Article:
- - - - - - -
Johann Sebastian Bach (March 21, 1685 - July 28, 1750) is considered by many to have been the greatest composer in the history of western music. Bach's main achievement lies in his synthesis and advanced development of the primary contrapuntal idiom of the late Baroque, and in the basic tunefullness of his thematic material. He was able to successfully integrate and expand upon the harmonic and formal frameworks of the national schools of the time: German, French, Italian and English, while retaining a personal identity and spirit in his large output. Bach is also known for the numerical symbolism and mathematical exactitude which many people have found in his music – for this, he is often regarded as one of the pinnacle geniuses of western civilization, even by those who are not normally involved with music.
Bach spent the height of his working life in a Lutheran church position in Leipzig, as both organist and music director. Much of his music is overtly religious, while many of his secular works admit religious interpretations on some levels. His large output of organ music is considered to be the greatest legacy of compositions for the instrument, and is the measure by which all later efforts are judged. His other solo keyboard music is held in equally high esteem, especially for its exploration of the strictly contrapuntal fugue; his 48 Preludes and Fugues (The Well-Tempered Clavier) are still the primary means by which these forms are taught. His other chamber music is similarly lofty, the sets for solo violin and solo cello being the summits of their respective genres. Bach's large-scale sacred choral music is also unique in its scope and development, the Passions and B Minor Mass having led to the rediscovery of his music in the 19th century. His huge output of cantatas for all occasions is equally impressive. His large output of concerti includes some of the finest examples of the period, including the ubiquitous Brandenberg Concertos.
- - - - - - -
Dataset content:
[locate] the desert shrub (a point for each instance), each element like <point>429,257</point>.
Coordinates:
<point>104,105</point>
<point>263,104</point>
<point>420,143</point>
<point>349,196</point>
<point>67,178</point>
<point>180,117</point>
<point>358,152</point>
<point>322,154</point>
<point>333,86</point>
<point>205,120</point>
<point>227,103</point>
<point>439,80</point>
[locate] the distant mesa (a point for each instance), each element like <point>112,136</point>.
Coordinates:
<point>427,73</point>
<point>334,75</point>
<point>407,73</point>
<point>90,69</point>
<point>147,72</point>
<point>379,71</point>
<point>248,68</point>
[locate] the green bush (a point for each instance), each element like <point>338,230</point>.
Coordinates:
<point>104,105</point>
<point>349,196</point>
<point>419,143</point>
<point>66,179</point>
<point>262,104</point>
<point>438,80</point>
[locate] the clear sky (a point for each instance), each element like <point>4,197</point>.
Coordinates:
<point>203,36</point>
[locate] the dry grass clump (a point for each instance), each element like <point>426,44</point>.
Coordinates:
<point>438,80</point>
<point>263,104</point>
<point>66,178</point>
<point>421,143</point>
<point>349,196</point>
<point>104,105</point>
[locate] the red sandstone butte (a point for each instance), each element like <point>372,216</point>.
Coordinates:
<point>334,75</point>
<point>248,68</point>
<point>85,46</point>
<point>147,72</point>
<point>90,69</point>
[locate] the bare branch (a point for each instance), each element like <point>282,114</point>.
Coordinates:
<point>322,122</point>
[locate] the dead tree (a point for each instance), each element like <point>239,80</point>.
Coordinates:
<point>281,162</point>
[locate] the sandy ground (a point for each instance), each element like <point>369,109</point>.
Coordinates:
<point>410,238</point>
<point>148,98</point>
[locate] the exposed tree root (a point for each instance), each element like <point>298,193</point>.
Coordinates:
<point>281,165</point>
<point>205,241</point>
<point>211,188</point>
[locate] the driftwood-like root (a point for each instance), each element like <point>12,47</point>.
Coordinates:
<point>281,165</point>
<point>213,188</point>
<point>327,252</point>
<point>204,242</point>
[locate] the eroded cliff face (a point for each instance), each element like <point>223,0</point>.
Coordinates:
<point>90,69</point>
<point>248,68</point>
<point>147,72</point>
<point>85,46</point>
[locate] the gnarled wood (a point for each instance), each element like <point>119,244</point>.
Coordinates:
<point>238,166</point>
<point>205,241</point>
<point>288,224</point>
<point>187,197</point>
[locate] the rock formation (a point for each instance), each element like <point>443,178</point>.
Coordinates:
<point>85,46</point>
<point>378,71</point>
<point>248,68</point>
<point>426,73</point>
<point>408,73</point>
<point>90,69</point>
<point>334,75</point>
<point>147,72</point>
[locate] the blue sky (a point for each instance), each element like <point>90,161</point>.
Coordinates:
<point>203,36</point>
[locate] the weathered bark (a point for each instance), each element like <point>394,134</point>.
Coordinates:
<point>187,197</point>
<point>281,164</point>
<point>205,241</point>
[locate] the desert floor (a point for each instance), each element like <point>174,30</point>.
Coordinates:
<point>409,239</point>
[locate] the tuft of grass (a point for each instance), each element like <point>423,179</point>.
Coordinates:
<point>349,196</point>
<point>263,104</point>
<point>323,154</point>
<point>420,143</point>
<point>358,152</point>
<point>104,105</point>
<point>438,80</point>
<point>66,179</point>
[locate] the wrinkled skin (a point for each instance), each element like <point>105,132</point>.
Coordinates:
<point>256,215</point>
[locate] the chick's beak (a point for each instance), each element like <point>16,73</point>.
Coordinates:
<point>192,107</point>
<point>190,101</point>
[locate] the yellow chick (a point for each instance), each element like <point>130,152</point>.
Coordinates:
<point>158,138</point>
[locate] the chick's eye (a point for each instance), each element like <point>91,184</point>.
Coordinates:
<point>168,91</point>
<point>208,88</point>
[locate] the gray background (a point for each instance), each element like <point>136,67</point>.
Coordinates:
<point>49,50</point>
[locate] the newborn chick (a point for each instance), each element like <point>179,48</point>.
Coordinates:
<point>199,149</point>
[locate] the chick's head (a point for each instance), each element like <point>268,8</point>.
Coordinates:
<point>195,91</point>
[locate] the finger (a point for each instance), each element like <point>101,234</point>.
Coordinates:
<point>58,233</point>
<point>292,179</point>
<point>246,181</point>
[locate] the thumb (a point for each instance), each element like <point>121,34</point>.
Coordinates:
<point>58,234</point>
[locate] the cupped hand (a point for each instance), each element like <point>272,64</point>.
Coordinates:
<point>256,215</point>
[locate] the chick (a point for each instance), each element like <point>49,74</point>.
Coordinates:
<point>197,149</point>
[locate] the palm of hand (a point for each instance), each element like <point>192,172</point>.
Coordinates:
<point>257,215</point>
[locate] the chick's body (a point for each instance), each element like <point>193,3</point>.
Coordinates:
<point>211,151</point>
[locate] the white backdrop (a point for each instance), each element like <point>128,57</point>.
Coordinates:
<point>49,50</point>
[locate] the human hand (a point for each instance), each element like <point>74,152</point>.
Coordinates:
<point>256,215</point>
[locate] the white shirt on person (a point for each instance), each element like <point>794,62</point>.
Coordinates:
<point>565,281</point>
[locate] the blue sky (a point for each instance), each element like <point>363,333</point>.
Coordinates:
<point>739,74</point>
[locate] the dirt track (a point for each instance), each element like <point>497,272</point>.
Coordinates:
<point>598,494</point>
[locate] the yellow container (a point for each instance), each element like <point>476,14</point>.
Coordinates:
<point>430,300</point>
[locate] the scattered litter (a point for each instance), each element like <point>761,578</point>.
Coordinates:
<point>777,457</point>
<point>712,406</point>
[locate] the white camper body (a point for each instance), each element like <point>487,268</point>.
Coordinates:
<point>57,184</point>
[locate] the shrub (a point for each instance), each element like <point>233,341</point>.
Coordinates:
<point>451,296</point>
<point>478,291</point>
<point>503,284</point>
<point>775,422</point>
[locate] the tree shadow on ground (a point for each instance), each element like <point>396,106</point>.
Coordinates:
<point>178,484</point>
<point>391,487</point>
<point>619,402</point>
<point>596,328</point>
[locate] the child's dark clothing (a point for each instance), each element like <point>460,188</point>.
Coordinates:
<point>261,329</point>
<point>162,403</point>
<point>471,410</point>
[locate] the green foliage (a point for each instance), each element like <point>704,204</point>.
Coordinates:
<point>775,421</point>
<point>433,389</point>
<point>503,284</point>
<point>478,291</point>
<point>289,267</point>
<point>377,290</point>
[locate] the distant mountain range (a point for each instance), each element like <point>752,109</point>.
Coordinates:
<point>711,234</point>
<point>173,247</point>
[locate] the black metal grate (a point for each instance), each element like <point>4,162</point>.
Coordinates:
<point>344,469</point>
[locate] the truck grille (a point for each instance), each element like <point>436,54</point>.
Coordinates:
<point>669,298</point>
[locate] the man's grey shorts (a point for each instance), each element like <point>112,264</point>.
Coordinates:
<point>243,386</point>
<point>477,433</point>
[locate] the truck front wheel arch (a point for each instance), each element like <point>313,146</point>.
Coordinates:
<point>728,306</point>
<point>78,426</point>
- - - - - - -
Exercise 1:
Please copy the Bach article word for word, from start to finish.
Exercise 2:
Repeat the lines of the rows exactly, starting with the line that contains "element like <point>90,161</point>." and going on through the line that contains "<point>190,101</point>", with both of those lines included.
The Bach article and the rows come from unrelated sources.

Full solution 1:
Johann Sebastian Bach (March 21, 1685 - July 28, 1750) is considered by many to have been the greatest composer in the history of western music. Bach's main achievement lies in his synthesis and advanced development of the primary contrapuntal idiom of the late Baroque, and in the basic tunefullness of his thematic material. He was able to successfully integrate and expand upon the harmonic and formal frameworks of the national schools of the time: German, French, Italian and English, while retaining a personal identity and spirit in his large output. Bach is also known for the numerical symbolism and mathematical exactitude which many people have found in his music – for this, he is often regarded as one of the pinnacle geniuses of western civilization, even by those who are not normally involved with music.
Bach spent the height of his working life in a Lutheran church position in Leipzig, as both organist and music director. Much of his music is overtly religious, while many of his secular works admit religious interpretations on some levels. His large output of organ music is considered to be the greatest legacy of compositions for the instrument, and is the measure by which all later efforts are judged. His other solo keyboard music is held in equally high esteem, especially for its exploration of the strictly contrapuntal fugue; his 48 Preludes and Fugues (The Well-Tempered Clavier) are still the primary means by which these forms are taught. His other chamber music is similarly lofty, the sets for solo violin and solo cello being the summits of their respective genres. Bach's large-scale sacred choral music is also unique in its scope and development, the Passions and B Minor Mass having led to the rediscovery of his music in the 19th century. His huge output of cantatas for all occasions is equally impressive. His large output of concerti includes some of the finest examples of the period, including the ubiquitous Brandenberg Concertos.

Full solution 2:
[locate] the blue sky (a point for each instance), each element like <point>90,161</point>.
Coordinates:
<point>203,36</point>
[locate] the weathered bark (a point for each instance), each element like <point>394,134</point>.
Coordinates:
<point>187,197</point>
<point>281,164</point>
<point>205,241</point>
[locate] the desert floor (a point for each instance), each element like <point>174,30</point>.
Coordinates:
<point>409,239</point>
[locate] the tuft of grass (a point for each instance), each element like <point>423,179</point>.
Coordinates:
<point>349,196</point>
<point>263,104</point>
<point>323,154</point>
<point>420,143</point>
<point>358,152</point>
<point>104,105</point>
<point>438,80</point>
<point>66,179</point>
[locate] the wrinkled skin (a point for each instance), each element like <point>105,132</point>.
Coordinates:
<point>256,215</point>
[locate] the chick's beak (a point for each instance), each element like <point>16,73</point>.
Coordinates:
<point>192,107</point>
<point>190,101</point>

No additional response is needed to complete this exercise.